(Pasaje del documento)
Los protestantes acostumbran creer que la Reforma abolió todos los errores de Roma y nos dio la verdad en su pureza. ¿Por qué tienen esta creencia? ¿Fueron inspirados los reformadores? ¿Fueron infalibles Lutero, Calvino, Juan Knox, Wycliffe y los otros vigorosos hombres que llevaron a cabo tales reformas? Si lo fueron, eso pone término a la controversia, pero nadie que sea competente para formarse un opinión sobre el asunto asumirá esta posición. Si los reformadores no fueron ni inspirados ni infalibles, ¿no es justo y razonable afirmar que la Biblia tiene más autoridad que ellos, y juzgar lo que hicieron mediante la única prueba objetiva que puede aplicarse en nuestros días? Considere este interrogante: ¿Era probable que los reformadores se liberaran inmediatamente y en todos los puntos de la servidumbre espiritual de las tradiciones romanas? ¿Podía esperarse que de en medio de grandes tinieblas saliera inmediatamente la llamarada de la verdad? ¿No era más probable que sus logros en esta materia fueran sólo parciales y que su reforma recién nacida se hallara vestida con muchos trapos y andrajos de la iglesia apóstata contra la cual se rebelaron? La historia y las Escrituras muestran que así ocurrió-que aunque fue una «reforma gloriosa,» en el sentido de liberar el intelecto humano de la esclavitud sacerdotal y establecer la libertad individual para discutir y discernir la verdad religiosa, fue una reforma muy parcial en lo que a corrección doctrinal se refiere. Sólo una parte muy pequeña de la verdad fue sacada a luz, y muchas de las más grandes herejías de la Iglesia de Roma fueron retenidas y aún continúan siendo el cimiento de la Iglesia Protestante.

Sin embargo, la reforma llegó a ser la base de los sistemas religiosos de Alemania e Inglaterra. Las doctrinas de la Reforma fueron adoptadas e incorporadas en estos sistemas e instituciones, y los jóvenes, enviados a la escuela de enseñanza secundaria desde temprana edad, recibían adiestramiento para defender y explicar tales doctrinas. Pero se les adoctrinaba por medio de catecismos y libros de textos, y no por el estudio de la Escrituras mismas; y al ascender a las dignidades y responsabilidades plenas de la vida teológica, estos jóvenes, ya adultos, tenían que permanecer fieles a lo que habían aprendido, o correr el riesgo de perder todo lo que los hombres consideran valioso.

No es extraño en tales circunstancias que no hayan ido más allá de la Reforma Luterana. La situación no era favorable para ejercer el criterio independiente. Los hombres así educados se sentían inclinados a conformarse con aquello para lo cual habían sido educados, debido a la fuerza de la costumbre y el interés, aprobados y fortalecidos, sin duda, por la creencia de que su fe por fuerza era y tenía que ser verdadera.

Y esta es la posición del clero en la actualidad. El sistema no ha cambiado. El púlpito continúa siendo una institución para la cual un hombre debe tener una preparación especial. Con una continuación del sistema podemos entender cómo los maestros religiosos del pueblo están en grave error, a pesar de poseer todas las aparentes ventajas de la educación superior.

(Objetivos)
A - Reproduce el pasaje sobre la Reforma entre "Sin embargo, la" y "hombres consideran valioso.", ambos incluidos.
B - Indica si cada afirmación concuerda con el pasaje sobre la Reforma. Responde sí o no y cita las palabras del pasaje que lo deciden.
(i) A los jóvenes se les adoctrinaba mediante el estudio directo de las Escrituras.
(ii) La Reforma llegó a ser la base de los sistemas religiosos de Alemania e Inglaterra.
(iii) El sistema ha cambiado desde entonces.

(Material)
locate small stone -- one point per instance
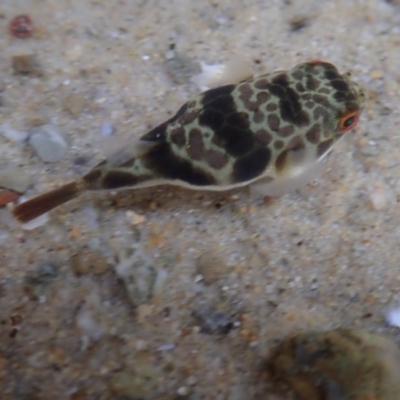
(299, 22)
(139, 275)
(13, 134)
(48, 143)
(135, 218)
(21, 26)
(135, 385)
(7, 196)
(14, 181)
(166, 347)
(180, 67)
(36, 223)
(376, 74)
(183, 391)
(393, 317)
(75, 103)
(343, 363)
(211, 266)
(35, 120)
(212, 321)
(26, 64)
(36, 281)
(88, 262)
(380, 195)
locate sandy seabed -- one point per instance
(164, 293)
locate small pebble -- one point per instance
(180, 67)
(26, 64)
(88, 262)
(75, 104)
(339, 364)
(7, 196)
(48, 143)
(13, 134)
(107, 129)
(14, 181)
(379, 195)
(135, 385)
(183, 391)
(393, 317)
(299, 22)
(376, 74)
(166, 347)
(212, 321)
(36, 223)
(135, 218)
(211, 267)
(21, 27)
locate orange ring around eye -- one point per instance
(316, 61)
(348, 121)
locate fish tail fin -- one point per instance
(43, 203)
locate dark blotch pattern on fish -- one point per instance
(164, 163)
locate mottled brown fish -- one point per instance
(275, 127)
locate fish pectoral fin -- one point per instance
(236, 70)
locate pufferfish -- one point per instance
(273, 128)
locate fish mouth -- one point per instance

(Lista de soluciones)
A -
Sin embargo, la reforma llegó a ser la base de los sistemas religiosos de Alemania e Inglaterra. Las doctrinas de la Reforma fueron adoptadas e incorporadas en estos sistemas e instituciones, y los jóvenes, enviados a la escuela de enseñanza secundaria desde temprana edad, recibían adiestramiento para defender y explicar tales doctrinas. Pero se les adoctrinaba por medio de catecismos y libros de textos, y no por el estudio de la Escrituras mismas; y al ascender a las dignidades y responsabilidades plenas de la vida teológica, estos jóvenes, ya adultos, tenían que permanecer fieles a lo que habían aprendido, o correr el riesgo de perder todo lo que los hombres consideran valioso.

B -
(i) No: «se les adoctrinaba por medio de catecismos y libros de textos».
(ii) Sí: «la reforma llegó a ser la base de los sistemas religiosos de Alemania e Inglaterra».
(iii) No: «El sistema no ha cambiado».